**Problem description:** In the Quatre Bras passage below, rewrite the paragraph beginning "The Armée du Nord, racing north" as a short bulleted list that keeps its main facts.

**Source extract:**
Tag Archives: Envelopment Maneuver

A Human-Level Intelligence at Quatre Bras

Quatre Bras, June 16, 1815. Click to enlarge

Napoleon has humbugged me, by God!” Lord Wellington swore. “He has gained twenty-four hours’ march on me!” 1)David Chandler, Waterloo: The Hundred Days, Macmillan Publishing Co., Inc. New York 1980, p. 85 And, indeed, he had.

The Armée du Nord, racing north on the roadnet from Paris to Brussels, now occupied the crucial strategic ‘central position’ between the Anglo-Allied army under Wellington assembling at Quatre Bras in the west, and the Prussian army under Blücher at Ligny in the east. Napoleon, outnumbered by the combined forces of Wellington and Blücher only had one realistic option: destroy his opponent’s armies separately before they could combine and destroy him.

Napoleon divided the Armée du Nord into two wings (the left commanded by Marshal Ney and the right by the Emperor, himself). The Imperial Guard would serve as the strategic reserve. In our previous blog, we showed the MATE (Machine Analysis of Tactical Environments) artificial intelligence analysis of the battle of Ligny.

Excerpts from a detection dataset
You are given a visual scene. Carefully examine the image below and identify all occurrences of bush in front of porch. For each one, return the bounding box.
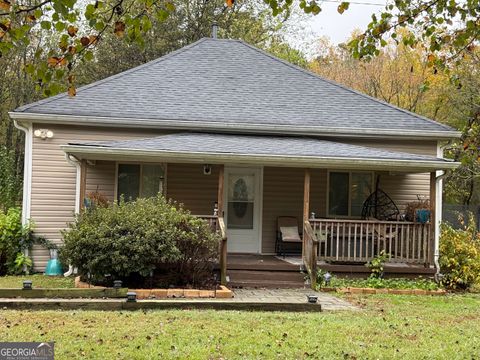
[60,195,220,287]
[439,214,480,290]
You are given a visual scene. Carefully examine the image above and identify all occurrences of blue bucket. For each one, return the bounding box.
[45,259,63,276]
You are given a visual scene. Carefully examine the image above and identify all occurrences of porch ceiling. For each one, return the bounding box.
[62,133,459,172]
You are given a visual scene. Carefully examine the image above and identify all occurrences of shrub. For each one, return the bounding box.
[439,216,480,290]
[60,196,219,285]
[0,208,56,275]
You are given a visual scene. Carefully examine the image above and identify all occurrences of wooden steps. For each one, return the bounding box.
[227,269,305,288]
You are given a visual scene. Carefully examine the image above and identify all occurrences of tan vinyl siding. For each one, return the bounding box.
[30,124,167,271]
[31,125,436,270]
[86,161,116,201]
[167,164,219,215]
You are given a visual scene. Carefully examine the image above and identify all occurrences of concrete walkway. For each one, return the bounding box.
[0,289,358,312]
[229,289,359,311]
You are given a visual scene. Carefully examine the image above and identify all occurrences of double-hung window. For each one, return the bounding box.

**Correct output:**
- The Armée du Nord moved north along the roads from Paris to Brussels.
- It now held the key strategic "central position" between two enemy armies.
- To the west, Wellington's Anglo-Allied army was assembling at Quatre Bras.
- To the east, Blücher's Prussian army was at Ligny.
- Together, Wellington and Blücher outnumbered Napoleon.
- Napoleon's only realistic option was to destroy each army separately before they could combine against him.